Malgré le caractère imposant de ces tableaux maritimes, il faut revenir à notre drame et à notre héros. La haine d’Ahab, cette colère impie, ce besoin de vengeance qu’il éprouve en songeant à Moby Dick, voilà le lien de ce récit trop souvent interrompu.

Comme toute tragédie classique, celle-ci a ses mystérieux pronostics, ses augures sinistres. Telle est la rencontre du Jéroboam et du Pequod. Lorsque ces deux baleiniers se hélèrent, un personnage étrange apparut à bord du premier. C’était un jeune homme élevé parmi les shakers de Neuskyeuna, aux yeux desquels il passait pour un grand prophète. Saisi tout à coup d’un caprice apostolique, il avait quitté ses coreligionnaires, et s’était enrôlé parmi les matelots du Jéroboam, sur lesquels, à leur tour, il exerça la plus bizarre fascination par son fanatisme froid et positif, sa folle audace, et le récit puissamment coloré de ses rêves délirans. Il se prétendait l’archange Gabriel, le libérateur des îles de la mer, le vicaire-général de l’Océanie, et ces âmes simples, dominées par l’incohérence même de ces titres pompeux, le respectaient et le craignaient comme un être de nature supérieure. Le capitaine, moins facilement acquis aux extravagances de ce matelot qu’il déplorait d’avoir embarqué, voulait se débarrasser de lui à la première occasion ; mais tel était l’ascendant déjà pris par le voyant sur tout l’équipage, que son expulsion fût devenue le signal d’une désertion en masse. Il avait donc fallu le garder à bord.

Tel était le singulier compagnon que le capitaine Mayhew, du Jéroboam, avait dans sa chaloupe lorsqu’il vint côtoyer le Pequod, où il ne voulait pas monter, ayant à bord une maladie contagieuse.

- - -

◆ Consignes: Recopiez le passage de l'extrait sur la rencontre du Jéroboam et du Pequod depuis les mots « Tel était le » jusqu'aux mots « une maladie contagieuse. » inclus. Seul l'extrait ci-dessus doit servir de source.

- - -

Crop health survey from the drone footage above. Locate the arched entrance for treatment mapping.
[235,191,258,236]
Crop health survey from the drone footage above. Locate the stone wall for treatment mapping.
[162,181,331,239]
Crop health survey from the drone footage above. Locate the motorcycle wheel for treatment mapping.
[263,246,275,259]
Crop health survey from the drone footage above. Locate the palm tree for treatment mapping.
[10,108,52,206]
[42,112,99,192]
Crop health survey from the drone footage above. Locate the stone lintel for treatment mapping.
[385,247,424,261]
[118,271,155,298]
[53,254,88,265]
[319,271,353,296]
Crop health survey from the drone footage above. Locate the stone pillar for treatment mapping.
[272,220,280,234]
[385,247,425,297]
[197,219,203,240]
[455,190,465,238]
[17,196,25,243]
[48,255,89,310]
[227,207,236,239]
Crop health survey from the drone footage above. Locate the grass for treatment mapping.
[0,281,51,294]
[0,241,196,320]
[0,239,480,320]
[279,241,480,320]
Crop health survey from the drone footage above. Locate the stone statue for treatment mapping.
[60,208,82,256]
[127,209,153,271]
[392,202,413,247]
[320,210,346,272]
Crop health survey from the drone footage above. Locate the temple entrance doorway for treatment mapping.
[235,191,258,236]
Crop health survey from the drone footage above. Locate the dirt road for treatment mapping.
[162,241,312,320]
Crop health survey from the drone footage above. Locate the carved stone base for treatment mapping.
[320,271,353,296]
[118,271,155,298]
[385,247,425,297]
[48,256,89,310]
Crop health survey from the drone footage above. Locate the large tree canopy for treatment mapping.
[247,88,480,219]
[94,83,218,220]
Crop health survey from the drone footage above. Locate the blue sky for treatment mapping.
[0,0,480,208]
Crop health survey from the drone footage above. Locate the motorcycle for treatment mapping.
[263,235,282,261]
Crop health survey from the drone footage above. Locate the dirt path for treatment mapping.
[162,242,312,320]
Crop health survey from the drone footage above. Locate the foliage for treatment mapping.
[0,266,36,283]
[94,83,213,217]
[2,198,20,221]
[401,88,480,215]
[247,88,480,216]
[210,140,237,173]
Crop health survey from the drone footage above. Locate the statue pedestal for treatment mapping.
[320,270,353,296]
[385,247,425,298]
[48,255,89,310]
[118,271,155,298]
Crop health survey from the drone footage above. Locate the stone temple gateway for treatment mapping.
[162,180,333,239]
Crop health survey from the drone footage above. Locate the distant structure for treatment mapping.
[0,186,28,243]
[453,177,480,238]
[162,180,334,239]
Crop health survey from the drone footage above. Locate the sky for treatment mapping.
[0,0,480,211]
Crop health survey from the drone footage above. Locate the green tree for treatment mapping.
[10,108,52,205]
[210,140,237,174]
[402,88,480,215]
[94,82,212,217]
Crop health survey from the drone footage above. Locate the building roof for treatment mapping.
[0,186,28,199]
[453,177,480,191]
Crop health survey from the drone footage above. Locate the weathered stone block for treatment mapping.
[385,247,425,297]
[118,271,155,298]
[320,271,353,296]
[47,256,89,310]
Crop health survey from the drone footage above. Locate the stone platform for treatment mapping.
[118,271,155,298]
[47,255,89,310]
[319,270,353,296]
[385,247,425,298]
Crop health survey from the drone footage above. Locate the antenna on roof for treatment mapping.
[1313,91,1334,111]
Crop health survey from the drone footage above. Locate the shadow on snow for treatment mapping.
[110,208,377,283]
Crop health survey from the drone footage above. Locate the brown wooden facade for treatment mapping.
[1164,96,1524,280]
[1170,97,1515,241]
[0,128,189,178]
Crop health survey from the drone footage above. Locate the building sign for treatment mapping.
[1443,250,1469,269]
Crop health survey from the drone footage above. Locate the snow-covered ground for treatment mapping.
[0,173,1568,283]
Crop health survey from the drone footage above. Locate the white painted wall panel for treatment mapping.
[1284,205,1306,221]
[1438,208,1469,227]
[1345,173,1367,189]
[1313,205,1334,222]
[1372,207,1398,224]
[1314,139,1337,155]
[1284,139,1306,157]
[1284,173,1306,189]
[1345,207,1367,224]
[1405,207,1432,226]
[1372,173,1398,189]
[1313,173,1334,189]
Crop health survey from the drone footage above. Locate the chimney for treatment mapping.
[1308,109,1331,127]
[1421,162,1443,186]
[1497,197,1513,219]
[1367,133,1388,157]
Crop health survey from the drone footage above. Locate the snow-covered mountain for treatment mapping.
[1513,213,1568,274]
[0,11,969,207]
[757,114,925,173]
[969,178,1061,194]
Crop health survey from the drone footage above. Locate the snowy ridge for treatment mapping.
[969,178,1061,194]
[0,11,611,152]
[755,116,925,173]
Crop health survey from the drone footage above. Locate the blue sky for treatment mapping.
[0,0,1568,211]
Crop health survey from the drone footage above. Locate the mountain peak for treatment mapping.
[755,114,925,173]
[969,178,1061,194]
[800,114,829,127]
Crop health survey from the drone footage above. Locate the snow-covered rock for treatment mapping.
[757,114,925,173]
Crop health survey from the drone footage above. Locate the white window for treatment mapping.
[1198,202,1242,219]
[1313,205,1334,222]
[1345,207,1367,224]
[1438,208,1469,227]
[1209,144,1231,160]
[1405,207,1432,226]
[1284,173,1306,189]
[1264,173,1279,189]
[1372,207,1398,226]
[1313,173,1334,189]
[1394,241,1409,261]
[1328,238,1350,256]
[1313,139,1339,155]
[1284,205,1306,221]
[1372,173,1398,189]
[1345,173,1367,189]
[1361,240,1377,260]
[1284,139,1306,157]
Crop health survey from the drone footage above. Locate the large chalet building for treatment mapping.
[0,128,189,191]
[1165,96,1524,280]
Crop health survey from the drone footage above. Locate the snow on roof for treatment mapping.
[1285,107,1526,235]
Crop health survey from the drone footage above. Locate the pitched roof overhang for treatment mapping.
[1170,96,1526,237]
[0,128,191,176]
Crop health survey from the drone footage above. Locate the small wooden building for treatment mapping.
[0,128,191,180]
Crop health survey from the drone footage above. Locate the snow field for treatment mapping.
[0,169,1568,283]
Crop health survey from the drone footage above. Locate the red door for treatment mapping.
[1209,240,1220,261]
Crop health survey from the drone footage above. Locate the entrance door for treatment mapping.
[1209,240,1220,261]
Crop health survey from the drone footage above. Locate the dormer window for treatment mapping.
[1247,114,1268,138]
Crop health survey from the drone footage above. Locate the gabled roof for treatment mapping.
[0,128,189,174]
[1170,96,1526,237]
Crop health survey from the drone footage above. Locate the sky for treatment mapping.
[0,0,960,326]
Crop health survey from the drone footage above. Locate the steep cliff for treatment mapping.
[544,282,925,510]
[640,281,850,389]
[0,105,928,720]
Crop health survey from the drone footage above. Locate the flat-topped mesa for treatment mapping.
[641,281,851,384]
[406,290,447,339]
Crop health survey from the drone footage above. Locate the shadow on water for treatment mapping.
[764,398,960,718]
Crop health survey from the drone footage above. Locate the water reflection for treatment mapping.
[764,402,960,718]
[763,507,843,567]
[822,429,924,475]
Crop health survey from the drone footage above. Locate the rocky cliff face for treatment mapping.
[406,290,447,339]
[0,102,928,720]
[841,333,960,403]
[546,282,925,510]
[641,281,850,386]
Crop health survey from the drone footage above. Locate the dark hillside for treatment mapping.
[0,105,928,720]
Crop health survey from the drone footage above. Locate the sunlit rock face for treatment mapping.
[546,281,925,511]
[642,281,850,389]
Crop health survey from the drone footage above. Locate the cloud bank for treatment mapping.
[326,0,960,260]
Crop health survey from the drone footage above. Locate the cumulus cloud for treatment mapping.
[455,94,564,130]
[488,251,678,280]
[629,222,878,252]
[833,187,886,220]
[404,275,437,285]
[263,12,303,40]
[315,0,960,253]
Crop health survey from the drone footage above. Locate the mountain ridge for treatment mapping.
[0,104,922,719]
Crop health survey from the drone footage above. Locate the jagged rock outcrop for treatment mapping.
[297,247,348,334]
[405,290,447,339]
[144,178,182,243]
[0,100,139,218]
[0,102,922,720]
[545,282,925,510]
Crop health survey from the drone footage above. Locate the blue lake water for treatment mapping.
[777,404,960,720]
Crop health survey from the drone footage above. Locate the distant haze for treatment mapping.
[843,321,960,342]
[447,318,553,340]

- - -

◆ Réponse proposée:
Tel était le singulier compagnon que le capitaine Mayhew, du Jéroboam, avait dans sa chaloupe lorsqu’il vint côtoyer le Pequod, où il ne voulait pas monter, ayant à bord une maladie contagieuse.